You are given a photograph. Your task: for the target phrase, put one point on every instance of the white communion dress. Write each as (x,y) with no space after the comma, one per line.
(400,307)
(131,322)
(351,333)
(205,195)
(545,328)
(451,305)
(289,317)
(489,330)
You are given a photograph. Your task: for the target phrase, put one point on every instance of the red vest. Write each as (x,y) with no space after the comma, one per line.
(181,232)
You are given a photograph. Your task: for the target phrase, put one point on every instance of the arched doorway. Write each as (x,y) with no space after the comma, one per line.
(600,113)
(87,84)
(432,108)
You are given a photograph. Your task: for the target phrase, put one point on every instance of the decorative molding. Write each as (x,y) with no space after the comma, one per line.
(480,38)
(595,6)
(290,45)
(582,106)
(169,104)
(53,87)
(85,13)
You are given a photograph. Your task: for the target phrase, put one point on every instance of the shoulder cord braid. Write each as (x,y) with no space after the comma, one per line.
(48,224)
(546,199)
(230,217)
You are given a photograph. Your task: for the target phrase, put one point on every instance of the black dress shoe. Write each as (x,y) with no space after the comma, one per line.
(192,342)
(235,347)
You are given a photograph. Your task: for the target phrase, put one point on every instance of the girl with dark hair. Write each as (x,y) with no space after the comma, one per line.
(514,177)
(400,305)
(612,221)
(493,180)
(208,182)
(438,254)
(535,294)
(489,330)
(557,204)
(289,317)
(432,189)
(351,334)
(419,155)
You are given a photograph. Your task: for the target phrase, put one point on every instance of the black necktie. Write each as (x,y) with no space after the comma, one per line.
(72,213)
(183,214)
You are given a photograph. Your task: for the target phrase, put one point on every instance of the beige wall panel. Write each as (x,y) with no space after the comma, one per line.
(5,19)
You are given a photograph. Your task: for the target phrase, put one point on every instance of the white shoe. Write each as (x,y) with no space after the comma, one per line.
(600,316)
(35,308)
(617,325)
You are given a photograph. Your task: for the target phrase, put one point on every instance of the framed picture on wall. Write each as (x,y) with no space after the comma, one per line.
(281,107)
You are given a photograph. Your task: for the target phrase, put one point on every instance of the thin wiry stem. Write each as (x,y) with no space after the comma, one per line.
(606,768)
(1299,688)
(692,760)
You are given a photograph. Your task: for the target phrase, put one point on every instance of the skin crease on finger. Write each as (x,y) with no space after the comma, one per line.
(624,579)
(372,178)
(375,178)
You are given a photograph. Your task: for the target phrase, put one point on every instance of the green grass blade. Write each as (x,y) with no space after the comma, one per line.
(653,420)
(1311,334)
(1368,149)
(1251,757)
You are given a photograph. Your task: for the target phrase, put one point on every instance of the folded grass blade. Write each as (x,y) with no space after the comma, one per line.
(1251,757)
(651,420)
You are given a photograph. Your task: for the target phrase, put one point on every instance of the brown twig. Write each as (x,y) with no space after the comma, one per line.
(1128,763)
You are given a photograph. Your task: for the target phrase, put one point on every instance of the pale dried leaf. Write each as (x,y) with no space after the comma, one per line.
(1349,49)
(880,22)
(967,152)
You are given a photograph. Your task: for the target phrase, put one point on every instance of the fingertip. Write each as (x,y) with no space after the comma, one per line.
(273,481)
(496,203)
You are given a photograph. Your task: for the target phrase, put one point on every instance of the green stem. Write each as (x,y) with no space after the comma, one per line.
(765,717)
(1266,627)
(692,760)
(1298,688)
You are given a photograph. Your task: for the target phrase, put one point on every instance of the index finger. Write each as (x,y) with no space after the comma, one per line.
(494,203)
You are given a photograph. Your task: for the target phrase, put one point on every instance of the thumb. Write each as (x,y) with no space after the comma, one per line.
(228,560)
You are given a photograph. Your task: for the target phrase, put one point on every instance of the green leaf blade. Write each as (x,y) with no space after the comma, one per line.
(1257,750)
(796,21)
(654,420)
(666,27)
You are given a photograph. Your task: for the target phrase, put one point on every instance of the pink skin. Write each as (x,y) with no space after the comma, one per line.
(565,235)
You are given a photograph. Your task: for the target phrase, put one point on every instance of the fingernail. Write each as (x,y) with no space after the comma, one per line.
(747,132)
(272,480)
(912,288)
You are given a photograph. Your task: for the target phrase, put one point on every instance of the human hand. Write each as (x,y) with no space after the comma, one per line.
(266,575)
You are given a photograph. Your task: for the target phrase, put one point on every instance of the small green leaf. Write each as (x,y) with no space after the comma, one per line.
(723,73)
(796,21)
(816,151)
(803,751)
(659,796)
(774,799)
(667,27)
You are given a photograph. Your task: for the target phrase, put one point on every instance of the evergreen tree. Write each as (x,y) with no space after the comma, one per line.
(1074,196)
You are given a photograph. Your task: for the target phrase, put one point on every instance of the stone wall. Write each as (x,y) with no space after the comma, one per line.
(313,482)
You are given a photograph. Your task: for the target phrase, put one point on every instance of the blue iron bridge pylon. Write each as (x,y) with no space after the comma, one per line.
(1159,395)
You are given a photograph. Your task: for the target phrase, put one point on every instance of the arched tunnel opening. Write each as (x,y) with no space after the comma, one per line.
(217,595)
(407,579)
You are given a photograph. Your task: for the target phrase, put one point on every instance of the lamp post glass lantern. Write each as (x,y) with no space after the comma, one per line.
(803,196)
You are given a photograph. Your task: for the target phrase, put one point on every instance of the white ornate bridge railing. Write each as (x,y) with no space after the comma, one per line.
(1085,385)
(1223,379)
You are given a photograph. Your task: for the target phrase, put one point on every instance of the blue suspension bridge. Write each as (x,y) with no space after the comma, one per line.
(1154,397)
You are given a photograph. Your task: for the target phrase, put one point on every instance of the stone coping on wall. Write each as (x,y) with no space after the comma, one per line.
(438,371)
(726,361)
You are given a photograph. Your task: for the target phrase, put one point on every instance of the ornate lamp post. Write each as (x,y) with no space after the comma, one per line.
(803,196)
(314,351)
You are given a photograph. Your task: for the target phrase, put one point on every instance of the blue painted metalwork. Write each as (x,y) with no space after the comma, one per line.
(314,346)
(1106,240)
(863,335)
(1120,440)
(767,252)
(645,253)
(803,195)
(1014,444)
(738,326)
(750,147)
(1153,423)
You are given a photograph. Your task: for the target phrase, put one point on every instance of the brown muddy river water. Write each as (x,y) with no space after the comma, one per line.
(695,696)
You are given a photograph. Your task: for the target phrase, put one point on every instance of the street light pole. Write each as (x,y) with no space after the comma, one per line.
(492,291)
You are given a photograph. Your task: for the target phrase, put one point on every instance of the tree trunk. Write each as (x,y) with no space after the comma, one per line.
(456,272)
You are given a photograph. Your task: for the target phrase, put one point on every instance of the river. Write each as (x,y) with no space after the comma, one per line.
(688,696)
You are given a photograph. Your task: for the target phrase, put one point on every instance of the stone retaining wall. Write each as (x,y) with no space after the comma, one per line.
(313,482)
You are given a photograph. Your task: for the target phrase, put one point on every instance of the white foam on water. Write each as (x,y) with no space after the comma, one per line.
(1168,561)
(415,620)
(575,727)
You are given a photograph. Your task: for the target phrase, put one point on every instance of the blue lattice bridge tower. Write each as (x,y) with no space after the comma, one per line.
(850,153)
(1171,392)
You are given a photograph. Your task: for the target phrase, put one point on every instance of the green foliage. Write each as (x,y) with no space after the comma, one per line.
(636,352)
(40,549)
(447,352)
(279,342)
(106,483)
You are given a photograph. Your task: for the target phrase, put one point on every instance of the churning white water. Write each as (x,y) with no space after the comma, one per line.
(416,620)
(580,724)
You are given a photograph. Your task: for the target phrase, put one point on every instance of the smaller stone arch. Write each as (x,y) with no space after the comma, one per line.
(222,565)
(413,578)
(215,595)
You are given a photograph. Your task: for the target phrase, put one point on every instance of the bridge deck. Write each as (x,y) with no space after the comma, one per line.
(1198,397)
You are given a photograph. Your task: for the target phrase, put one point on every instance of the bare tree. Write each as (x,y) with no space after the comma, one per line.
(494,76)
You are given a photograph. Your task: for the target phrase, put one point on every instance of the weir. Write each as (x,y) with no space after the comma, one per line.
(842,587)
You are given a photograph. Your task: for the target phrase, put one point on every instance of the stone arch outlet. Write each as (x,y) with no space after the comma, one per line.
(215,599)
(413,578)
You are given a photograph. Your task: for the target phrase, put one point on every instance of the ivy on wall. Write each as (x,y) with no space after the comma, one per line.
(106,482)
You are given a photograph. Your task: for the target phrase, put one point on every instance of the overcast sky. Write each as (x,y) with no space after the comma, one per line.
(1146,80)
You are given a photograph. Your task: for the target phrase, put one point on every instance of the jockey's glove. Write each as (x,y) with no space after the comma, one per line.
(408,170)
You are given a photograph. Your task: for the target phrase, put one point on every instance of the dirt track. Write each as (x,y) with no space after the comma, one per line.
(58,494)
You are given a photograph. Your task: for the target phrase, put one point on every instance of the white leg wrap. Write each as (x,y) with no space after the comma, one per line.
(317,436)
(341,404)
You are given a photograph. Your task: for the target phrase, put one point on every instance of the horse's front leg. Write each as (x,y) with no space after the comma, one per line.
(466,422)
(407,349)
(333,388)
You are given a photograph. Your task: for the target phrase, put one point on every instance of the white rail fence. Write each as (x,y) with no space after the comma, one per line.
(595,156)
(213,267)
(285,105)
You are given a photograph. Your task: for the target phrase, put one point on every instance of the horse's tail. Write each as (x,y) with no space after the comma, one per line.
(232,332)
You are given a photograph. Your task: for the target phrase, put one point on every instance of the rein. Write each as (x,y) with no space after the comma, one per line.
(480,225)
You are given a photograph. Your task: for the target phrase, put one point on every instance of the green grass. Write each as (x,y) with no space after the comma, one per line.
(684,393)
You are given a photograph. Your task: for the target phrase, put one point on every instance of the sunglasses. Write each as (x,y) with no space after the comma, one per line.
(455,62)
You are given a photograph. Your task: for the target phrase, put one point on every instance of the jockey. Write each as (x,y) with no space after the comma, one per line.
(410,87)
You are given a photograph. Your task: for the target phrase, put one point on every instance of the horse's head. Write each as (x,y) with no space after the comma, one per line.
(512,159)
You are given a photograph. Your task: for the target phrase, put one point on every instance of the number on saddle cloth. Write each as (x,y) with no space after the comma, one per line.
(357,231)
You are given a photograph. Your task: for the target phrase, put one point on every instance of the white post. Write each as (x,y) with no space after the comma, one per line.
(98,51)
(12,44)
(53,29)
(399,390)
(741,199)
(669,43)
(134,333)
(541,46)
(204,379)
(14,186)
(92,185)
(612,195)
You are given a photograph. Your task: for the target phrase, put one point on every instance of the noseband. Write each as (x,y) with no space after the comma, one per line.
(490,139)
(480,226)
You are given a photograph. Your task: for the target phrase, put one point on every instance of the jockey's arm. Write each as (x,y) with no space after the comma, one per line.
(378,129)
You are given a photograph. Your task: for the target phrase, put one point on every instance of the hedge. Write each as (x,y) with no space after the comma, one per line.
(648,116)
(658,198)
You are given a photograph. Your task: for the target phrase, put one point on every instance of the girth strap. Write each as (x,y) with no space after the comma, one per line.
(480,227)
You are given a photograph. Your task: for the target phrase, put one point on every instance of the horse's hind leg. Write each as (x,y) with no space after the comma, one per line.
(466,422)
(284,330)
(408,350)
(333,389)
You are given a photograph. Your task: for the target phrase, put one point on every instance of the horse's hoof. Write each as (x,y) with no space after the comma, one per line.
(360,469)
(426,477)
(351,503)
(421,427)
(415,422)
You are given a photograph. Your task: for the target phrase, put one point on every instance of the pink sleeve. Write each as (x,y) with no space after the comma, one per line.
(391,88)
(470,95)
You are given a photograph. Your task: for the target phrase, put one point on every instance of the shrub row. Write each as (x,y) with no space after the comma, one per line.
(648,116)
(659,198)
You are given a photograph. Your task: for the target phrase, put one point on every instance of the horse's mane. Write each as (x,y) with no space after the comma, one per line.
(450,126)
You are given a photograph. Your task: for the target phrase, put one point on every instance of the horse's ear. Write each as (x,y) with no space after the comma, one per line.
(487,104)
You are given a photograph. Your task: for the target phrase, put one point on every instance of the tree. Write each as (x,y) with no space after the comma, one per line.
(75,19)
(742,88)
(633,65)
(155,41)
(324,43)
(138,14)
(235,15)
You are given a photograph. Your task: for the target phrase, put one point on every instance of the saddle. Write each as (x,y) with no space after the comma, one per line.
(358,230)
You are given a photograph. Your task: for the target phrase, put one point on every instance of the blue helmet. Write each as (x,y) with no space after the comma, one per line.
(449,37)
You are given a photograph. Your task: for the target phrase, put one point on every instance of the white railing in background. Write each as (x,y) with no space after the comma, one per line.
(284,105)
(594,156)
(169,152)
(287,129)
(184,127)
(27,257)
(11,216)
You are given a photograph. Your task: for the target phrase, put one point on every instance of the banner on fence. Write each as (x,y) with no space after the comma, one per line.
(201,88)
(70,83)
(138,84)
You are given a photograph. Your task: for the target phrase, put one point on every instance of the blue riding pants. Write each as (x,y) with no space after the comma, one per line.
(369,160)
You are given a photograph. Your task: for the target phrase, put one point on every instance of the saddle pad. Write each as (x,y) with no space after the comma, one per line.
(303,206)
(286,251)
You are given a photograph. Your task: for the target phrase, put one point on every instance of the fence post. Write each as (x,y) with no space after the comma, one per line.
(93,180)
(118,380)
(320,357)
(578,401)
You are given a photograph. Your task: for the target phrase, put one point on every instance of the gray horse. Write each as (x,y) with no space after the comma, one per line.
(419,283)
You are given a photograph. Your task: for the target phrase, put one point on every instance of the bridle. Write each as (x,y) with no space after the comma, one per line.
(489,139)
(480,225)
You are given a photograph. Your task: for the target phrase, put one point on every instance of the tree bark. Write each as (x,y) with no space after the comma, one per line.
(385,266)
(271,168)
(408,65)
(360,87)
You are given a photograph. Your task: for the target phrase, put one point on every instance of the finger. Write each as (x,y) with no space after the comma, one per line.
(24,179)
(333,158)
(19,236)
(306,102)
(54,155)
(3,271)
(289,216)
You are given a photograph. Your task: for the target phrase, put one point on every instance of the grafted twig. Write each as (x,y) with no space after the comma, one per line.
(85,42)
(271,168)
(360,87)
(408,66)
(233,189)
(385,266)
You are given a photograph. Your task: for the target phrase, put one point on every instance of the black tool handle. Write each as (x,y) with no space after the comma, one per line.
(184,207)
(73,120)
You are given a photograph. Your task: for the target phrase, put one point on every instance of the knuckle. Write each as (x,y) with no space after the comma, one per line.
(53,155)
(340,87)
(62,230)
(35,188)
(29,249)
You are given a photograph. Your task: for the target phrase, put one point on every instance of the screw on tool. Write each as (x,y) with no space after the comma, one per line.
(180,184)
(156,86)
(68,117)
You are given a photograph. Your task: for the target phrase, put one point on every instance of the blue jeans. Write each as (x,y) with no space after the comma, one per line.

= = =

Work instructions |
Take the line with "of the bridle." and all lines after it to the last line, and reproduce them exactly.

Written reply |
You are given a photograph. Your task: for the target phrase, put one point on every instance of the bridle. Write each as (x,y) with no space after the comma, one per line.
(489,139)
(480,225)
You are given a photograph. Your task: for the target phrase, put one point on every instance of the tree bark. Write each as (x,y) with no space after the comma, one per line.
(385,266)
(271,168)
(408,65)
(360,87)
You are given a photograph. Your task: for the target phrase, put one point on every instance of the finger. Write each as (x,y) with no space after the comma, one per line.
(24,179)
(333,158)
(19,236)
(306,102)
(54,155)
(3,271)
(289,216)
You are given a photograph. Your task: for the target phrase, put one point on every instance of the grafted twig. Write each as (x,y) with no space after the comma, one per line.
(85,42)
(271,168)
(360,87)
(408,66)
(233,189)
(385,266)
You are given a photograph. Your task: for the target phrase, put one point on every instance of the black tool handle. Write each as (x,y) with no space after the comma, one per line.
(184,207)
(73,120)
You are given a photograph. Your task: for the target phrase, put one point on every instance of the knuckle. Write each as (x,y) with no space after the comma, one per line.
(53,155)
(340,87)
(62,230)
(35,188)
(29,249)
You are given a photograph. Your task: for the target phrase, put one point on every instance of the screw on tool. Write each as (x,y) with no space after the comma, one per line.
(180,184)
(156,86)
(68,117)
You are given a photograph. Your task: for the target phrase, put one point on every instance of the blue jeans. Write each as (x,y) with no space after the comma, one per line.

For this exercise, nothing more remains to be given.